WORK REQUIRED
Could you reproduce all of the entries below without a single change?

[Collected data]
#####

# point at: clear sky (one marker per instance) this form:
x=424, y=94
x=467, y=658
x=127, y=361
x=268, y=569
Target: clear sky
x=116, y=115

#####

ANSWER AREA
# point at: clear sky (one marker per instance) this form:
x=424, y=94
x=467, y=658
x=127, y=361
x=268, y=569
Target: clear sky
x=116, y=115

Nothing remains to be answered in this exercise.